[Outline entries for images]
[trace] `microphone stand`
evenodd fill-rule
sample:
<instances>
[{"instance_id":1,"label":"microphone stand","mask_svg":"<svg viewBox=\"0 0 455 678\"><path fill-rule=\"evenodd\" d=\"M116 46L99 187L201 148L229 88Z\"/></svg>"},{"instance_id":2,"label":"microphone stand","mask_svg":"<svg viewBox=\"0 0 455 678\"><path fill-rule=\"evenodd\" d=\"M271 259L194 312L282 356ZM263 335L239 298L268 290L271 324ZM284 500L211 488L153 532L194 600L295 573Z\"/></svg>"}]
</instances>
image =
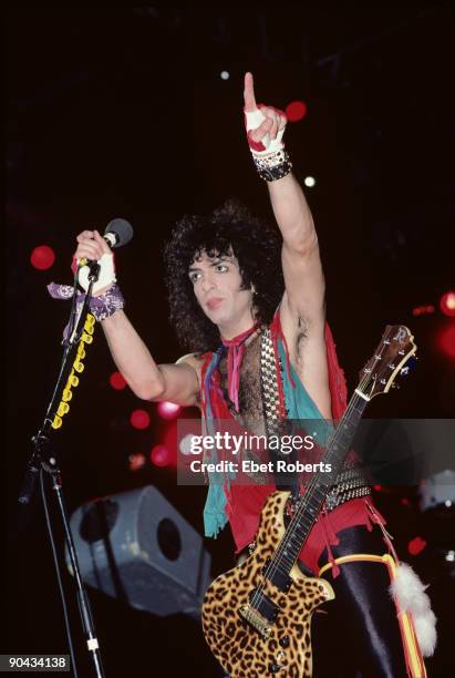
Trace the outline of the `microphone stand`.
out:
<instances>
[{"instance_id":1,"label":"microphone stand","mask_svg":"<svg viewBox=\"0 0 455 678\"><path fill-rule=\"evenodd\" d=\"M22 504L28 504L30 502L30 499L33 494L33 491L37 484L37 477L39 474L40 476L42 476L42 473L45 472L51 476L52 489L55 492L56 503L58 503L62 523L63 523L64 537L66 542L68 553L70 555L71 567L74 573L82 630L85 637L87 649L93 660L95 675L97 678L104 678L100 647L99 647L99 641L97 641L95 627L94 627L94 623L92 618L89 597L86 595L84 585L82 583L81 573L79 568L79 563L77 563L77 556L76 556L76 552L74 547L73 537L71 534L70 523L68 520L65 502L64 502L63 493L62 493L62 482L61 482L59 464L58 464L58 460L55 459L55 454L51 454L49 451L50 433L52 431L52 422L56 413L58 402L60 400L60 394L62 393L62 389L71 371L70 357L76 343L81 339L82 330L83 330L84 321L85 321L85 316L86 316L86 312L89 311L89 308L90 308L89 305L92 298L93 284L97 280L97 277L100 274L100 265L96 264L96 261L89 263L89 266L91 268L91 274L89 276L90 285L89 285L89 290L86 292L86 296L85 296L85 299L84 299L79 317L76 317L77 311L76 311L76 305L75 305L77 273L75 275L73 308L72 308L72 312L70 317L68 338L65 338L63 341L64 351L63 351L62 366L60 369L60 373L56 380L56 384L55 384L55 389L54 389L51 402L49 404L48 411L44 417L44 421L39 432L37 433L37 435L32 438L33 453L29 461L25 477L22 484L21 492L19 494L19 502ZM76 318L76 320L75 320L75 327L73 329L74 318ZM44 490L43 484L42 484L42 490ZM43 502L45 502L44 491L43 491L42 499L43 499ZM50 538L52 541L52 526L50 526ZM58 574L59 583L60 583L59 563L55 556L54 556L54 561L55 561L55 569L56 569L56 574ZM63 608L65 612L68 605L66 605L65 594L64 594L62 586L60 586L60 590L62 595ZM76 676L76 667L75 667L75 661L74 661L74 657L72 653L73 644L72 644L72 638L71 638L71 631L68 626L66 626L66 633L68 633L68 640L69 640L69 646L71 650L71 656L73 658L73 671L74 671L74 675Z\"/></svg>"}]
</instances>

**Problem details:**
Rewrite the data from its first line through the line containing "46L99 187L201 148L229", substituting "input" for "sample" and leaving everything else unchanged. Return only those lines.

**Answer below:**
[trace] `microphone stand`
evenodd fill-rule
input:
<instances>
[{"instance_id":1,"label":"microphone stand","mask_svg":"<svg viewBox=\"0 0 455 678\"><path fill-rule=\"evenodd\" d=\"M116 46L99 187L201 148L229 88Z\"/></svg>"},{"instance_id":2,"label":"microphone stand","mask_svg":"<svg viewBox=\"0 0 455 678\"><path fill-rule=\"evenodd\" d=\"M271 259L194 312L282 356ZM263 335L239 298L268 290L271 324ZM284 500L211 488L153 532L194 600L295 573Z\"/></svg>"}]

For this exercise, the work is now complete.